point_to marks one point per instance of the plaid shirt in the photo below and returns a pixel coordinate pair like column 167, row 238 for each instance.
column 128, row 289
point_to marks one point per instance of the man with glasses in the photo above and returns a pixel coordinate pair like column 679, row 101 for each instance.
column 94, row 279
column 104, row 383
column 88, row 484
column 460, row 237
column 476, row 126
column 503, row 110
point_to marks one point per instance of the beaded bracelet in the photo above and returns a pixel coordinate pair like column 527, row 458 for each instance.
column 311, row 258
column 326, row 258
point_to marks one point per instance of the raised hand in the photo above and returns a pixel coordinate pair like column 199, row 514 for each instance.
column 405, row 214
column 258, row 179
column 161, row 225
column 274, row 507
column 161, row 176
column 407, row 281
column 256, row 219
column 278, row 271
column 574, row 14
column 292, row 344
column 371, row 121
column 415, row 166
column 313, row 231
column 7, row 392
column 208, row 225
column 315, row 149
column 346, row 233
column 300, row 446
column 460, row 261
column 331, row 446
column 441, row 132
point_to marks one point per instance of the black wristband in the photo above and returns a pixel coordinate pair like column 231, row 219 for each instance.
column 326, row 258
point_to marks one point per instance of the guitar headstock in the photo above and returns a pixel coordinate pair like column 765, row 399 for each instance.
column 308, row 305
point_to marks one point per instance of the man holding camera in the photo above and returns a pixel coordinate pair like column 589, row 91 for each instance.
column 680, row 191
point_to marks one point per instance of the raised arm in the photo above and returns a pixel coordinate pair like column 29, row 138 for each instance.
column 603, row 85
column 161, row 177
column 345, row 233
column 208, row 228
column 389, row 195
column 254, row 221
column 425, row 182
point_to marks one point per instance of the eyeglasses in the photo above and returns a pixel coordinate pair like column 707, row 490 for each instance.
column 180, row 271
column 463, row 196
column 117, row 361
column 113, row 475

.....

**What to produce:**
Rewrite all of the records, switching every "pixel coordinate pair" to "pixel location" and leaving everything else unchanged.

**The output:**
point_to marks one point per instance of the plaid shirt in the photo below and returns a pixel location like column 167, row 238 for each instance.
column 128, row 289
point_to marks one point per instance of the man with glasses in the photo above and returns a pixel location like column 679, row 101 for each instance.
column 94, row 279
column 104, row 383
column 88, row 484
column 460, row 237
column 476, row 126
column 503, row 110
point_to marks one point per instance of the beaded bracelet in the photo above and returns a pixel location like column 527, row 458 for each instance.
column 311, row 258
column 326, row 258
point_to marks one point per instance of the raised hand in the photo above and returns a pixel location like column 199, row 514 for each instance.
column 405, row 214
column 258, row 179
column 161, row 225
column 274, row 507
column 161, row 176
column 407, row 281
column 256, row 219
column 278, row 271
column 574, row 14
column 292, row 344
column 371, row 121
column 415, row 166
column 313, row 231
column 7, row 392
column 208, row 225
column 315, row 149
column 346, row 233
column 300, row 446
column 460, row 261
column 331, row 446
column 441, row 132
point_to marks one point per instance of the black wristband in the photo above and returns a pixel location like column 231, row 219 for each instance.
column 326, row 258
point_to marks one point per instance of the guitar headstock in the photo above and returns a pixel location like column 765, row 399 for each instance.
column 308, row 305
point_to marks one point per instance of the man holding camera in the photo above and returns a pixel location like column 589, row 91 for each instance.
column 680, row 191
point_to marks one point per instance of the raised arm in the photo above and returns a pixel location like column 29, row 138 for each instance.
column 603, row 85
column 161, row 177
column 345, row 233
column 208, row 228
column 389, row 195
column 254, row 221
column 425, row 182
point_to marks one point per instance of the eyeglasses in the photo above and returns a pixel location like column 707, row 490 for each instance.
column 180, row 271
column 463, row 196
column 117, row 361
column 113, row 475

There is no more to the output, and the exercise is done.